** Цель **
Продолжите текст об Островском, начав сразу после фразы «И как после помоев клюквенного киселька испил!».

** Приведённый текст **
########################################

(Островский и Чехов знакомы не были — Чехов начал свое поприще, когда «Боженька» уже заканчивал свое. Заметим, что «Пучина» построена на движении времени, приводящего восторженного юношу от иллюзий юности к безумию и нищете, — нет ли здесь творческой связи с движением времени в пьесах Чехова?) А как хороши маленькие, легкие «картинки из жизни московского захолустья», вроде «Старый друг лучше новых двух» или «Тяжелых дней»!
Везде, переливаясь кудесным шитьем радужной русской речи, сверкают узорчатые лица и физиономии самобытных русских людей, Россия Островского, русский мир Островского. В него не влюбляешься, чтоб потом разочароваться и уйти к другим, более обольстительным мирам, — его любишь и в нем живешь. Начитаешься, бывало, всякой дряни — и вздохнешь: а пойти, что ли, к Островскому… И как после помоев клюквенного киселька испил!

########################################

** Фрагменты данных указания **
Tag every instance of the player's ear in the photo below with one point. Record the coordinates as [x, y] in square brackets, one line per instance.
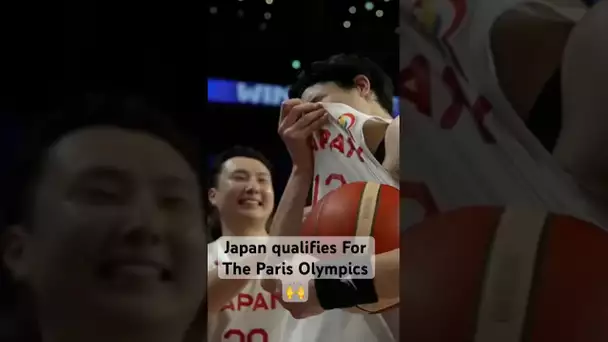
[14, 254]
[363, 85]
[212, 196]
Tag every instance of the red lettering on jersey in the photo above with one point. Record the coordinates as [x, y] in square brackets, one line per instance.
[324, 136]
[257, 302]
[415, 84]
[420, 193]
[246, 337]
[337, 143]
[331, 178]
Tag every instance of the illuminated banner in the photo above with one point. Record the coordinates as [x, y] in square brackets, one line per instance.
[250, 93]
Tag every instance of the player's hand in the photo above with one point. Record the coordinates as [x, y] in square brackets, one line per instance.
[298, 310]
[299, 120]
[307, 211]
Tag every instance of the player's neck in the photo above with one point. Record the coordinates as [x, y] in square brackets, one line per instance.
[244, 229]
[378, 111]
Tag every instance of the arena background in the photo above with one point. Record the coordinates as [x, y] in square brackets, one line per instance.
[254, 48]
[243, 58]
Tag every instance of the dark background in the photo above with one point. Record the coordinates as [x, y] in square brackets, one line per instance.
[167, 51]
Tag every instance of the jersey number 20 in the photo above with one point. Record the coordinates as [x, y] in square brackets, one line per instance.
[254, 335]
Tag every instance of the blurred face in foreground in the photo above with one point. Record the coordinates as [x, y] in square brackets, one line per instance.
[115, 238]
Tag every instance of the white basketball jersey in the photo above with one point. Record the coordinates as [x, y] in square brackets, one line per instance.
[252, 316]
[341, 154]
[462, 143]
[341, 157]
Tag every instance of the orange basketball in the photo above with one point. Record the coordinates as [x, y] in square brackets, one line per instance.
[359, 209]
[490, 274]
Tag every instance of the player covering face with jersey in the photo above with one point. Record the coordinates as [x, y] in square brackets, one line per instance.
[360, 89]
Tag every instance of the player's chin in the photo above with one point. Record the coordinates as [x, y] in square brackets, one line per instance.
[142, 308]
[253, 212]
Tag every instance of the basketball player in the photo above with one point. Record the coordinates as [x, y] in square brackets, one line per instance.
[344, 98]
[242, 198]
[106, 235]
[581, 146]
[463, 113]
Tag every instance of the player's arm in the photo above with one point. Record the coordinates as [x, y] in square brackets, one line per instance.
[386, 282]
[221, 291]
[581, 147]
[287, 219]
[340, 294]
[391, 148]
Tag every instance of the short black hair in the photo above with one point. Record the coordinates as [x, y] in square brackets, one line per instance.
[213, 222]
[128, 111]
[342, 70]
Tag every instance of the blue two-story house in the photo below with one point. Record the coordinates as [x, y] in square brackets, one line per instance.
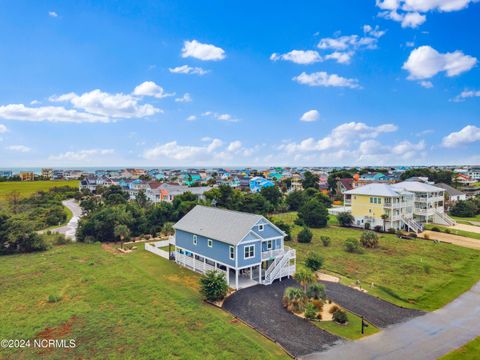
[247, 248]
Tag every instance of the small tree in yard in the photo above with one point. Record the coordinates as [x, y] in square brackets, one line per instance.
[345, 219]
[316, 291]
[310, 311]
[213, 285]
[304, 277]
[305, 235]
[313, 261]
[369, 239]
[340, 317]
[325, 240]
[294, 299]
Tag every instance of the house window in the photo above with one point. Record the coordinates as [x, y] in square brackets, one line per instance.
[269, 244]
[249, 251]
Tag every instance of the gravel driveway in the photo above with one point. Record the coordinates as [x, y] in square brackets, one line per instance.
[379, 312]
[261, 307]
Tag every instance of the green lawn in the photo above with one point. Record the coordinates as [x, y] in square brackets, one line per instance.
[454, 231]
[411, 273]
[28, 188]
[352, 331]
[469, 351]
[117, 306]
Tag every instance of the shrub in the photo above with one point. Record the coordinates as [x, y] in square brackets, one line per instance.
[333, 309]
[313, 261]
[213, 286]
[305, 235]
[316, 291]
[325, 240]
[345, 219]
[340, 317]
[369, 239]
[294, 299]
[54, 298]
[352, 245]
[310, 311]
[318, 304]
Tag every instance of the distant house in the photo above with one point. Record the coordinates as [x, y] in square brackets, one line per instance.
[247, 248]
[157, 192]
[258, 183]
[27, 176]
[452, 195]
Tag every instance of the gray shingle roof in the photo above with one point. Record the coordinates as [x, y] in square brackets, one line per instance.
[219, 224]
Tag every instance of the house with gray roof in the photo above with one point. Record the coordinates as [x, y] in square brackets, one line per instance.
[247, 248]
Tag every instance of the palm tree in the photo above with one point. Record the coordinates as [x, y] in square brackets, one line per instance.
[304, 277]
[384, 218]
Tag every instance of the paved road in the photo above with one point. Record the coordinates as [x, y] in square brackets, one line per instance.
[70, 229]
[379, 312]
[424, 338]
[261, 307]
[453, 239]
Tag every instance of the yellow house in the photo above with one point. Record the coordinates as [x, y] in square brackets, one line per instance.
[382, 205]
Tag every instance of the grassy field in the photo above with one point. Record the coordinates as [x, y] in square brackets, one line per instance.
[28, 188]
[117, 306]
[411, 273]
[469, 234]
[470, 351]
[352, 331]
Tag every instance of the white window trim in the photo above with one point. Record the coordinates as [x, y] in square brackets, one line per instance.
[245, 250]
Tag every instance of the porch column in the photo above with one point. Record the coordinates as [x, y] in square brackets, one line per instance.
[236, 279]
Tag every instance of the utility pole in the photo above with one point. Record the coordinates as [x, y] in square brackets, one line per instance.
[364, 325]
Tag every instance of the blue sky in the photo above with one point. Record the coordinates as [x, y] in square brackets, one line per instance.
[165, 83]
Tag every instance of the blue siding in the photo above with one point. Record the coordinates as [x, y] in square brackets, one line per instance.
[219, 251]
[241, 254]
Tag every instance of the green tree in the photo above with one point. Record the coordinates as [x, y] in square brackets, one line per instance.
[305, 235]
[213, 286]
[345, 219]
[313, 213]
[313, 261]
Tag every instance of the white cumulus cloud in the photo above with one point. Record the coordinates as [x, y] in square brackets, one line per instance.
[425, 62]
[324, 79]
[311, 115]
[185, 69]
[202, 51]
[469, 134]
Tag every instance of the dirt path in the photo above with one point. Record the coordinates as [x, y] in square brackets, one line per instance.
[469, 228]
[452, 239]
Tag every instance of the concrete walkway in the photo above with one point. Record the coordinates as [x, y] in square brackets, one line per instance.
[452, 239]
[426, 337]
[70, 229]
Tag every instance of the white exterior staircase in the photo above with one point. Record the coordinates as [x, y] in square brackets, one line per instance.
[413, 225]
[280, 267]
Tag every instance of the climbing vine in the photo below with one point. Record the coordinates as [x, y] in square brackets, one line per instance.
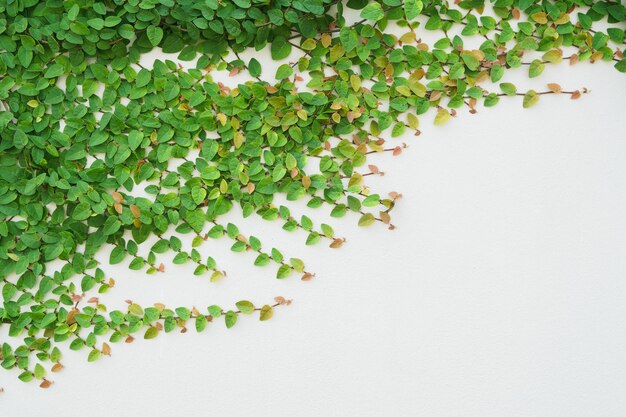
[100, 152]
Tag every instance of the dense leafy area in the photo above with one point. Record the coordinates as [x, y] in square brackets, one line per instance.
[98, 151]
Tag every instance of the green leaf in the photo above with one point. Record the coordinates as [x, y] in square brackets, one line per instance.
[111, 225]
[367, 219]
[284, 71]
[266, 312]
[412, 8]
[530, 99]
[283, 272]
[246, 307]
[155, 34]
[442, 117]
[280, 49]
[134, 139]
[254, 67]
[508, 89]
[373, 11]
[230, 318]
[151, 333]
[94, 355]
[536, 68]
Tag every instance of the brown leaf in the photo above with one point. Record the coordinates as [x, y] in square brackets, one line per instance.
[554, 87]
[117, 197]
[135, 210]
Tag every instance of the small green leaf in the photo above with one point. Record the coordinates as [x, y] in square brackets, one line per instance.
[155, 34]
[266, 312]
[94, 355]
[284, 71]
[230, 318]
[283, 272]
[246, 307]
[373, 11]
[530, 99]
[254, 67]
[151, 333]
[367, 219]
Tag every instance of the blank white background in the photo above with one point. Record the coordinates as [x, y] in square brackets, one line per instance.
[500, 293]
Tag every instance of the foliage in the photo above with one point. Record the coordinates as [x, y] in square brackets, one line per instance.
[86, 129]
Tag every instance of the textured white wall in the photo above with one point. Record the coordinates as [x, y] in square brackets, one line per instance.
[501, 293]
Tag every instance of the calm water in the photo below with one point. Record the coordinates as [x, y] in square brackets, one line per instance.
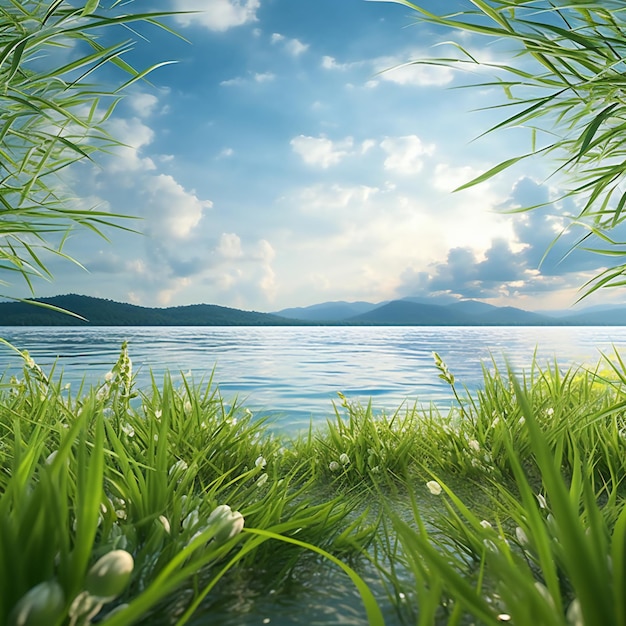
[295, 373]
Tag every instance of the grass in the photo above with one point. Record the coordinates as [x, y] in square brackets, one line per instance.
[507, 508]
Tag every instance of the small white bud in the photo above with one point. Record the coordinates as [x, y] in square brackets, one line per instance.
[227, 523]
[434, 487]
[110, 574]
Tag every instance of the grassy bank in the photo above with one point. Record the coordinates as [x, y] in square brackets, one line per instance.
[165, 505]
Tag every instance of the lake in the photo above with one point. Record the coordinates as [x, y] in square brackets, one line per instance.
[296, 372]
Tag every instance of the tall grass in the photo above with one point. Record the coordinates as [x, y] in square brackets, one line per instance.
[509, 507]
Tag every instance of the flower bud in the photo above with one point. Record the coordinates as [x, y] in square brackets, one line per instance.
[110, 574]
[227, 523]
[41, 605]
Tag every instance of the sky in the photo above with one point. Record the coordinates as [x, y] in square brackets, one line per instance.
[291, 157]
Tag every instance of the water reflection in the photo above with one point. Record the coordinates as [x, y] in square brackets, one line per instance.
[297, 372]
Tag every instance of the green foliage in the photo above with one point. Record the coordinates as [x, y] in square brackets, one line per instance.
[565, 84]
[53, 114]
[141, 481]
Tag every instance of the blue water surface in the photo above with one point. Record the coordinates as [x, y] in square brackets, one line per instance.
[295, 373]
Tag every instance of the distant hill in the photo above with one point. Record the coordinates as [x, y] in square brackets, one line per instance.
[405, 312]
[610, 317]
[327, 311]
[101, 312]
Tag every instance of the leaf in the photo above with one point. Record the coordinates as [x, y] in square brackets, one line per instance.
[90, 7]
[492, 172]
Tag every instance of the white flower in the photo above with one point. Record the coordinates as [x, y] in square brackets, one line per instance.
[43, 604]
[103, 392]
[50, 458]
[28, 360]
[179, 466]
[434, 487]
[574, 614]
[165, 523]
[521, 535]
[191, 521]
[110, 574]
[227, 523]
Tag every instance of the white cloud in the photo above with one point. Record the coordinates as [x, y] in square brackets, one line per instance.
[448, 178]
[143, 104]
[397, 70]
[264, 77]
[135, 135]
[321, 151]
[405, 154]
[259, 77]
[229, 246]
[173, 212]
[293, 46]
[216, 15]
[329, 63]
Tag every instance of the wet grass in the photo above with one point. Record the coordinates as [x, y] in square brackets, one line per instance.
[507, 508]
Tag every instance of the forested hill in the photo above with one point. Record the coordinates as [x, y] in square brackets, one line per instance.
[101, 312]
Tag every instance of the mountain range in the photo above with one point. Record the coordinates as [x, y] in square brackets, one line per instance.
[403, 312]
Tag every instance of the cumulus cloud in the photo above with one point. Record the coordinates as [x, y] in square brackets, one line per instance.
[258, 77]
[173, 211]
[216, 15]
[330, 63]
[293, 46]
[321, 151]
[229, 246]
[136, 135]
[536, 259]
[396, 70]
[405, 155]
[143, 104]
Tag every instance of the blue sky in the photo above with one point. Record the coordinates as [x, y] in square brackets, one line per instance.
[282, 162]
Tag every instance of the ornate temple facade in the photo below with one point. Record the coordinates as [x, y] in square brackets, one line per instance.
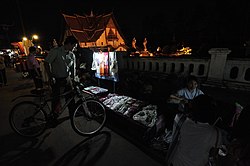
[95, 31]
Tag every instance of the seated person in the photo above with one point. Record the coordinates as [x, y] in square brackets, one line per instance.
[177, 102]
[187, 93]
[196, 135]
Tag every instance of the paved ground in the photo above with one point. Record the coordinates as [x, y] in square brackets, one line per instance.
[61, 145]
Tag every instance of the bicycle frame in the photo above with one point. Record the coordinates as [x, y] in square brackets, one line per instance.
[44, 101]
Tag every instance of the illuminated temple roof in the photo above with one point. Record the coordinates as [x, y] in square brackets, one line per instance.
[89, 28]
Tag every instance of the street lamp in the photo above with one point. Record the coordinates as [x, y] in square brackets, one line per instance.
[35, 37]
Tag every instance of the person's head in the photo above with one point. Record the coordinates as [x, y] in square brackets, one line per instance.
[32, 50]
[192, 82]
[203, 109]
[70, 43]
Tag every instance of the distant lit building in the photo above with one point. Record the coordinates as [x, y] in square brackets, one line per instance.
[95, 31]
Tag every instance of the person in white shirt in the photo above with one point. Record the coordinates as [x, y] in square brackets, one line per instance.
[197, 135]
[189, 92]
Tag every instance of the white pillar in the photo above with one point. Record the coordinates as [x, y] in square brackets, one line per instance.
[217, 64]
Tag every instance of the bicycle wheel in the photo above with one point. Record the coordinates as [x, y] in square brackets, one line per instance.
[28, 119]
[89, 117]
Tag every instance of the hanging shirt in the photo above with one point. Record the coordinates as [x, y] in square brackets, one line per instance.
[189, 95]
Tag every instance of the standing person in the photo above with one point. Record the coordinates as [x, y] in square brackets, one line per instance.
[34, 69]
[60, 66]
[3, 78]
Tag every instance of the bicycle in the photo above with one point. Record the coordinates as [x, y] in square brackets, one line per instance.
[31, 119]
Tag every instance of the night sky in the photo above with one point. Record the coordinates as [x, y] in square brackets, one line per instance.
[193, 23]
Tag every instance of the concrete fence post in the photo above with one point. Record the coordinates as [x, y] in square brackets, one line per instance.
[217, 64]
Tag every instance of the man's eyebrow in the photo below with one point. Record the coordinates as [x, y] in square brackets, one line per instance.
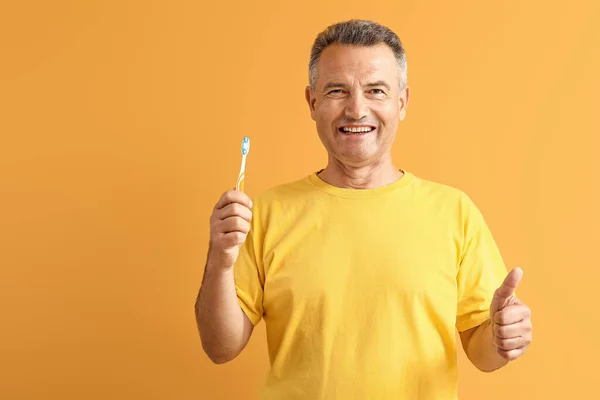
[379, 83]
[330, 85]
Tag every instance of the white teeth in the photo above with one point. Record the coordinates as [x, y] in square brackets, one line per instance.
[358, 130]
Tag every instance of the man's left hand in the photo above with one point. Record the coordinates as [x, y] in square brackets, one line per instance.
[511, 319]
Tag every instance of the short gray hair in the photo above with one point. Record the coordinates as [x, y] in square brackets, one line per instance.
[356, 32]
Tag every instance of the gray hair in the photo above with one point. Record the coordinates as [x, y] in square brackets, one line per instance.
[358, 33]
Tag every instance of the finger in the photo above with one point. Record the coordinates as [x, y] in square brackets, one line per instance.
[234, 224]
[235, 210]
[233, 196]
[512, 314]
[511, 355]
[512, 331]
[510, 344]
[508, 287]
[231, 239]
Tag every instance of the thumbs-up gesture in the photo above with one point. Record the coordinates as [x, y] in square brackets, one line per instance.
[511, 319]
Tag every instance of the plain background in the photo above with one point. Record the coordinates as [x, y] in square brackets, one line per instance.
[121, 125]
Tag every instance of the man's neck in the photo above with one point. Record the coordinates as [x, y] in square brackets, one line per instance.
[365, 177]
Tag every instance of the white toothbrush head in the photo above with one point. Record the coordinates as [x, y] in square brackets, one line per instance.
[245, 145]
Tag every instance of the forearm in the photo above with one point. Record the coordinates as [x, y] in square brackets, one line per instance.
[219, 316]
[482, 351]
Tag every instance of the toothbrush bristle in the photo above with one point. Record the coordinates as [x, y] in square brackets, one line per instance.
[245, 145]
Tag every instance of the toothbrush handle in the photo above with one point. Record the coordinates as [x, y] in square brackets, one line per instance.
[240, 183]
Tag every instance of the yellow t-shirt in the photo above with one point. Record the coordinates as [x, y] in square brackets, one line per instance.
[362, 290]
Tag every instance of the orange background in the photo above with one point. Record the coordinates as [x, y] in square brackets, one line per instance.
[121, 124]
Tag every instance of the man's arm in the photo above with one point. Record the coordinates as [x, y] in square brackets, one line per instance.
[480, 349]
[506, 335]
[224, 327]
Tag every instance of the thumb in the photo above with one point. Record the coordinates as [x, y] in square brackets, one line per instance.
[504, 292]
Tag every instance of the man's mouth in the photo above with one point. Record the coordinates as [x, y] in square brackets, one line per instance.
[356, 130]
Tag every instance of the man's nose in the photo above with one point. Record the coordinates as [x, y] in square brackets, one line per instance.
[356, 107]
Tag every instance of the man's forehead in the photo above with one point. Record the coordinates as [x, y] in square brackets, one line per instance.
[342, 62]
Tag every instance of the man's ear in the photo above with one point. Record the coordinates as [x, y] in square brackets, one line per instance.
[403, 102]
[311, 100]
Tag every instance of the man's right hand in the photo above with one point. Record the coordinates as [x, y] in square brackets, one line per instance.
[229, 226]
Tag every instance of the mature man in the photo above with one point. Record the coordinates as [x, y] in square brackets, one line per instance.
[362, 271]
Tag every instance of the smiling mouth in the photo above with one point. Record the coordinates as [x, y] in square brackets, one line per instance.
[363, 130]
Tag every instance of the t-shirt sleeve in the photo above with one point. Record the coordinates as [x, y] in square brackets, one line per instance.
[481, 270]
[249, 276]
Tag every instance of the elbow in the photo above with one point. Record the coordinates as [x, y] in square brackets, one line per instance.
[218, 356]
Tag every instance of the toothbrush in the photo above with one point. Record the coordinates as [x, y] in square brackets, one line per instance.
[245, 149]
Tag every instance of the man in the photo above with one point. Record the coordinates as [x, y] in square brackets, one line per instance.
[362, 271]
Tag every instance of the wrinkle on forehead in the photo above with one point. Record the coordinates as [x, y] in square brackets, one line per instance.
[357, 65]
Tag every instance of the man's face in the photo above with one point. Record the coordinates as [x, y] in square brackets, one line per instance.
[357, 90]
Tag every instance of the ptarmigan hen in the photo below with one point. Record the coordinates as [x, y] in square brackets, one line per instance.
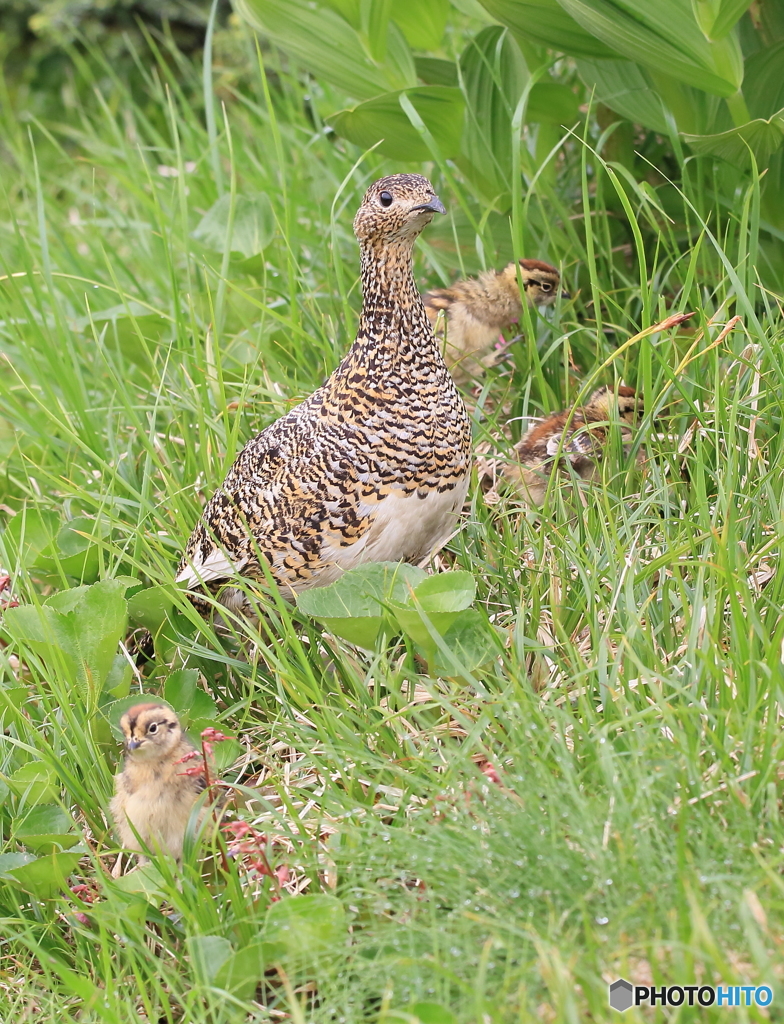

########################################

** Ответ на задание **
Вот открываю «Не было ни гроша, да вдруг алтын». Там на краю Москвы рядом живут три семейства разного имущественного состояния — Епишкины, Мигачевы, Крутицкие. Захаживает к ним квартальный Тигрий Львович Лютов, его дело — следить за порядком, фасадом жизни. «Загороди, братец, — говорит он купцу Епишкину о заборе. — (…) Разве я тебя не жалею? Я тебя ж берегу; деревья у тебя в саду большие, вдруг кому-нибудь место понравится: дай, скажет, удавиться попробую». «Верно изволите говорить, — отвечает Епишкин, — местоположение заманчивое для этого занятия. Такой сад, что ни на что окромя и не годен. Я уж и то каждое утро этих самых фруктов поглядываю». А тут выйдет его жена Фетинья Мироновна, да и поведает миру (то есть соседке): «Я, матушка, никогда не закусываю, этой глупой привычки не имею». — «Вы такая умная, такая умная, что уж я и руки врозь». — «Почему я умна? (…) Потому я женщина ученая. (…)…я себе все ученье видела от супруга. (…) Ты спроси только, чем я не бита. И кочергой бита, и поленом бита, и об печку бита, только печкой не бита. (…) Женщина я добрая, точно… если б мой не вздорный характер, дурацкий, что готова я до ножей из всякой малости, кажется, давно бы я была святая».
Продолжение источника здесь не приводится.